Material supplied =
════════════════════
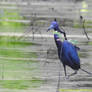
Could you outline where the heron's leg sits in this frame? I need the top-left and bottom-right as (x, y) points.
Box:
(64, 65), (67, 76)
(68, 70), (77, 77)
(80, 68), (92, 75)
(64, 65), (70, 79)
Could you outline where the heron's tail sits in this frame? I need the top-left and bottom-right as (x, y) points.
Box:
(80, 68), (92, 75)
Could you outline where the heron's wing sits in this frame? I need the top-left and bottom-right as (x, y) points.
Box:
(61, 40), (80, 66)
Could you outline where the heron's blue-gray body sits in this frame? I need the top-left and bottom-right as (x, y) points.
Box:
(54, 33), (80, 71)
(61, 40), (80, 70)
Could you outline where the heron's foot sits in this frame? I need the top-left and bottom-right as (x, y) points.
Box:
════════════════════
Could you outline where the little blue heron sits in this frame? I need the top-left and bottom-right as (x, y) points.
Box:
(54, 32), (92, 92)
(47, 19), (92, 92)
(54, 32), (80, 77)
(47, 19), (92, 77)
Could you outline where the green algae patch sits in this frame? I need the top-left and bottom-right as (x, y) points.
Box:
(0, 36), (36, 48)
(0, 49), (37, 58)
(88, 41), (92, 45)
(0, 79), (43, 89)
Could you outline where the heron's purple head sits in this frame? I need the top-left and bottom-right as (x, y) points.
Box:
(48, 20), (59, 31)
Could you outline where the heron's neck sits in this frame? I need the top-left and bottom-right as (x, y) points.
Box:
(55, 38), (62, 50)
════════════════════
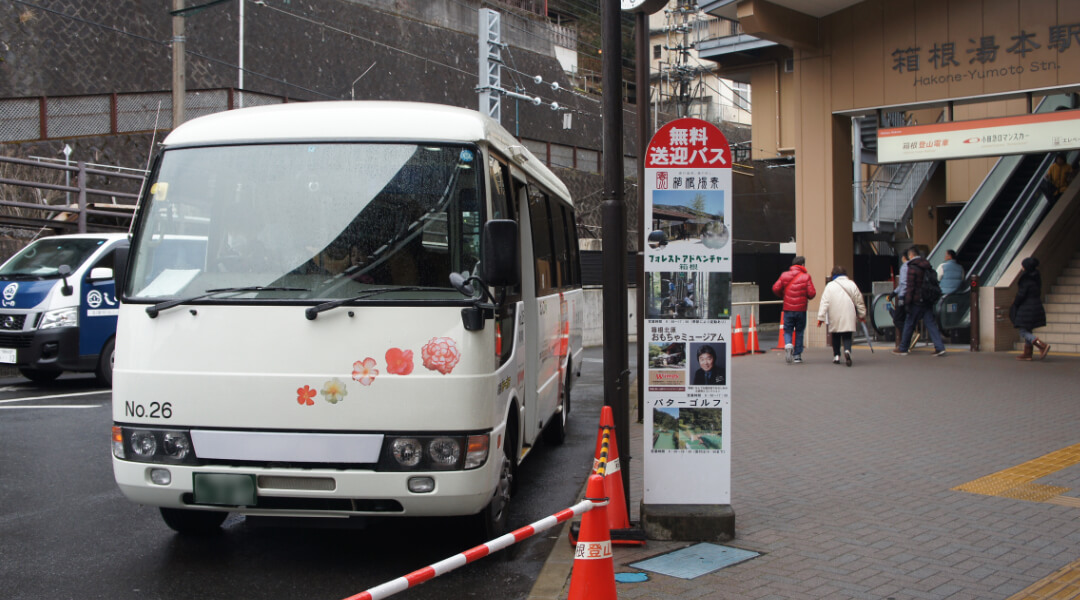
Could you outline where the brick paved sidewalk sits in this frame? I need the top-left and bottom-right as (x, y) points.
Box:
════════════════════
Your instructions = When a line in the records holds the string "blue", copy that line.

Solution =
Could you outline where the heron's blue-gray body sits in this frame? I need the top-left and bottom-right as (x, y) points.
Could you outline where the little blue heron sits in this frame? I need the top-left and bottom-right as (x, y) points.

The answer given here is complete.